### Extract provided
In NX12.0, the pre-calculated five-axis displacement data are read from an external file to drive the XY-3-RPS hybrid robot model, enabling it to move along the specified trajectory. Figure 16 illustrates the diagram of the motion simulation.

7. Discussion

The trajectory planning method proposed in this paper, based on automatic partitioning with enhanced curvature characteristics, effectively improves the accuracy and continuity of trajectories in free-form surface polishing. By dynamically adjusting the step size, the method enables fine processing of high-curvature regions and efficient processing of low-curvature regions. The hybrid optimization framework, combining genetic algorithm (GA) and local search (LS), further optimizes both the overall distribution and local smoothness of the trajectory. The simulation and interference checking results confirm the feasibility and stability of the method on the XY-3-RPS hybrid robot platform, which demonstrates excellent processing performance and potential for engineering applications.

### Provided records
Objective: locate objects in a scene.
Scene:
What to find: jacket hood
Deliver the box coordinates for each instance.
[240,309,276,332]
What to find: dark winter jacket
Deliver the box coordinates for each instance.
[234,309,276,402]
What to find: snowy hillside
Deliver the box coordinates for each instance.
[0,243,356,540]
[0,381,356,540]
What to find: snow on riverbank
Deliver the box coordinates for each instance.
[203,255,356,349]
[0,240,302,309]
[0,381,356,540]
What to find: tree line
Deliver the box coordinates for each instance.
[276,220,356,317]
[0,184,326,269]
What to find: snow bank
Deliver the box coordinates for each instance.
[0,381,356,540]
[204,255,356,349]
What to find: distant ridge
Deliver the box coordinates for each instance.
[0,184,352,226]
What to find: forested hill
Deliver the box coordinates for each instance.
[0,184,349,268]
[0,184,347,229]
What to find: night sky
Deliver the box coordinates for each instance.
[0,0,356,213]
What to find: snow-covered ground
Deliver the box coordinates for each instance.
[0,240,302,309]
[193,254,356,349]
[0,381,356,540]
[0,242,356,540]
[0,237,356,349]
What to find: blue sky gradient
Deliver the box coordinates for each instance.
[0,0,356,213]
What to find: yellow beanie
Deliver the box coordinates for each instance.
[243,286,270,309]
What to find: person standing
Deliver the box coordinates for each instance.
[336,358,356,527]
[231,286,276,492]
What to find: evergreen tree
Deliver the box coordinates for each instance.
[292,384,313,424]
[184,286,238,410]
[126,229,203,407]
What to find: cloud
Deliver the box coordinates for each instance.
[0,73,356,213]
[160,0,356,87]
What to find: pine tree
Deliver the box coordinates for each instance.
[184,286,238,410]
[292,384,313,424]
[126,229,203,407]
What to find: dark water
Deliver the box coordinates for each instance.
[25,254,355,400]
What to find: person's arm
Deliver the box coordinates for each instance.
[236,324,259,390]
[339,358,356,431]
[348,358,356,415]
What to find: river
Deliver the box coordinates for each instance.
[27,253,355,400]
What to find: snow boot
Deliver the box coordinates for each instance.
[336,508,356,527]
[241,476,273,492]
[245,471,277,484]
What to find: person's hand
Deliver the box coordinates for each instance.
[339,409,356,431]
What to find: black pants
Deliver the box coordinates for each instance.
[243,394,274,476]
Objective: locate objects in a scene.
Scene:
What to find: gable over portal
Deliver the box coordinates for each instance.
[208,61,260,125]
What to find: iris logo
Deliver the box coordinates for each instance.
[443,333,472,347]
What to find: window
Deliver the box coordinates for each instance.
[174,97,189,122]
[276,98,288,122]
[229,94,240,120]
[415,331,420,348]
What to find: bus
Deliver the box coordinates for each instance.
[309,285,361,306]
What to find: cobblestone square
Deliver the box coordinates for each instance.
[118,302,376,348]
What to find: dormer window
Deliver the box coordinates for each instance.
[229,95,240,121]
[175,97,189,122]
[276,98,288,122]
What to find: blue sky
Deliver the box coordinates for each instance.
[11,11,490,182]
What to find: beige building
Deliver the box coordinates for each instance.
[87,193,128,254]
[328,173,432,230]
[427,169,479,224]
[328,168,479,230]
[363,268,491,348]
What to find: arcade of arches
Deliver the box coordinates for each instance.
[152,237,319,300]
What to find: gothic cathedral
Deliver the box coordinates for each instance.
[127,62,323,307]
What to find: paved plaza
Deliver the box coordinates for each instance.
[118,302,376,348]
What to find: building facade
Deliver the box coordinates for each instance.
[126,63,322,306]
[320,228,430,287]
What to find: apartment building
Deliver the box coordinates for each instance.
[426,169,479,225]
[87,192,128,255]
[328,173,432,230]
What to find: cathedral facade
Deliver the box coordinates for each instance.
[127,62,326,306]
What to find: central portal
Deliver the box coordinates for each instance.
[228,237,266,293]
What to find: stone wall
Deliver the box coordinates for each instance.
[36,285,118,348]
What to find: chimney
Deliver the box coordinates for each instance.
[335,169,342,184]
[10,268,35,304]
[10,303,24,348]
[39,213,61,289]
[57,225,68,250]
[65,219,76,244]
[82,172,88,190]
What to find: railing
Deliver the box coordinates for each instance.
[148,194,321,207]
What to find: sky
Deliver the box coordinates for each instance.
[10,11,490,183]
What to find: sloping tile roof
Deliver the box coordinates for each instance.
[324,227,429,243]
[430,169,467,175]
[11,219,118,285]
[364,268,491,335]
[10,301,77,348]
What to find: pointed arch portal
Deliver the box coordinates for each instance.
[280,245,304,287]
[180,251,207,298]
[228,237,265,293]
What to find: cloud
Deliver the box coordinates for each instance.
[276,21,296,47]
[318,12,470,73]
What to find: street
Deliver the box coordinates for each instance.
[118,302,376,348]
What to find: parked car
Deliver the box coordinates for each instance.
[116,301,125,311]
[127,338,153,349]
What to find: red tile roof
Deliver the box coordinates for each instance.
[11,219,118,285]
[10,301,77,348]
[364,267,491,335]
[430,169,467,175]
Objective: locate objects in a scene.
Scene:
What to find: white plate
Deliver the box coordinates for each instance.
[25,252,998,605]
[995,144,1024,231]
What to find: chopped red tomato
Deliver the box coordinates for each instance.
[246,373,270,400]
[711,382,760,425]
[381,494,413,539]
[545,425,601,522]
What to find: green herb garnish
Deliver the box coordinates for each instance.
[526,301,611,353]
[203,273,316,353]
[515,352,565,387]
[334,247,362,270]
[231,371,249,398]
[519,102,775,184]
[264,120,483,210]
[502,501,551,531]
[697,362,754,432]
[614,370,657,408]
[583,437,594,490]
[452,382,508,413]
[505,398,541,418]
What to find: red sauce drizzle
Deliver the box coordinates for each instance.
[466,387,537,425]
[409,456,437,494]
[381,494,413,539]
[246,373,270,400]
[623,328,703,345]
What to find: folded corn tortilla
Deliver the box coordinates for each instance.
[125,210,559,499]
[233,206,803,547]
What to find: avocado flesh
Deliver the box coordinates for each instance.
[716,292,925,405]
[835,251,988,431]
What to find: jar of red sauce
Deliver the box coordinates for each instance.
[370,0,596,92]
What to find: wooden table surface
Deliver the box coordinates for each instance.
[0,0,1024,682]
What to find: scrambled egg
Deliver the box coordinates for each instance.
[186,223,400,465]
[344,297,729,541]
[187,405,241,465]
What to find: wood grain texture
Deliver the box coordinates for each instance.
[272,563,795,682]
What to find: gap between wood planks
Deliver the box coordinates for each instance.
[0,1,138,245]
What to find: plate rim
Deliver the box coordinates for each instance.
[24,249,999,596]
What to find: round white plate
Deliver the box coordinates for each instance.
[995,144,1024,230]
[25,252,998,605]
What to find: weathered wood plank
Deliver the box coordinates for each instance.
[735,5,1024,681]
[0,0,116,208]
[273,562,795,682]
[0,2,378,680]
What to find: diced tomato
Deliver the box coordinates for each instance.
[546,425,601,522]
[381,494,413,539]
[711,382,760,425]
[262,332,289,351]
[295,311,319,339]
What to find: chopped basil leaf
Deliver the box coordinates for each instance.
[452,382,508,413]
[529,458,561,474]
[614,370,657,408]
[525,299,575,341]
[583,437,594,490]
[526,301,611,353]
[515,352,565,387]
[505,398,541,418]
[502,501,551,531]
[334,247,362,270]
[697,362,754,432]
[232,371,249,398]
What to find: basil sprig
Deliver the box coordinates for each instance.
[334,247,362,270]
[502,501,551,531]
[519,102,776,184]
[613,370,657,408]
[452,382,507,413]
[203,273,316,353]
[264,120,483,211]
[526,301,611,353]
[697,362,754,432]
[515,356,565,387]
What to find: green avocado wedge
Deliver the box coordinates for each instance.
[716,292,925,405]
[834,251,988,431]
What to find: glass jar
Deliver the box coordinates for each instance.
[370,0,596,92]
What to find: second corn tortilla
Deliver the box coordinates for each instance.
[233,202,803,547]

### Task instructions
Can you print the part of the polishing-trajectory text above starting with "7. Discussion" and going on through "for engineering applications.", word for word?

### Answer to the exercise
7. Discussion

The trajectory planning method proposed in this paper, based on automatic partitioning with enhanced curvature characteristics, effectively improves the accuracy and continuity of trajectories in free-form surface polishing. By dynamically adjusting the step size, the method enables fine processing of high-curvature regions and efficient processing of low-curvature regions. The hybrid optimization framework, combining genetic algorithm (GA) and local search (LS), further optimizes both the overall distribution and local smoothness of the trajectory. The simulation and interference checking results confirm the feasibility and stability of the method on the XY-3-RPS hybrid robot platform, which demonstrates excellent processing performance and potential for engineering applications.